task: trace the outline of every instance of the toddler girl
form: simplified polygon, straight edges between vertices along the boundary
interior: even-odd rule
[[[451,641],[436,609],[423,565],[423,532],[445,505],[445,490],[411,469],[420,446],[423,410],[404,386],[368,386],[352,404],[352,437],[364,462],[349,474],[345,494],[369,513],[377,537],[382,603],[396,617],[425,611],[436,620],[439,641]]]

---

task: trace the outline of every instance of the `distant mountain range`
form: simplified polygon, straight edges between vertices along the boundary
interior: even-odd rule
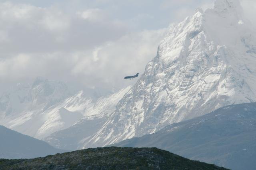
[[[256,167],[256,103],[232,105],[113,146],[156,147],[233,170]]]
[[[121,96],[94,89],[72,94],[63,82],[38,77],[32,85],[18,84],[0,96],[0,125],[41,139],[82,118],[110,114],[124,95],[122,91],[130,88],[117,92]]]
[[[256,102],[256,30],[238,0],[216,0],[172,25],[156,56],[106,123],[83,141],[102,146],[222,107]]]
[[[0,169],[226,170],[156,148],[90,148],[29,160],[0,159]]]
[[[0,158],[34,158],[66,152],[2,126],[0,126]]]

--- Problem description ---
Please report each line in the records above that contains the word "outline", copying every such line in full.

--- Final result ---
task: trace the outline of every instance of the toddler girl
task: trace the outline of every instance of the `distant mountain range`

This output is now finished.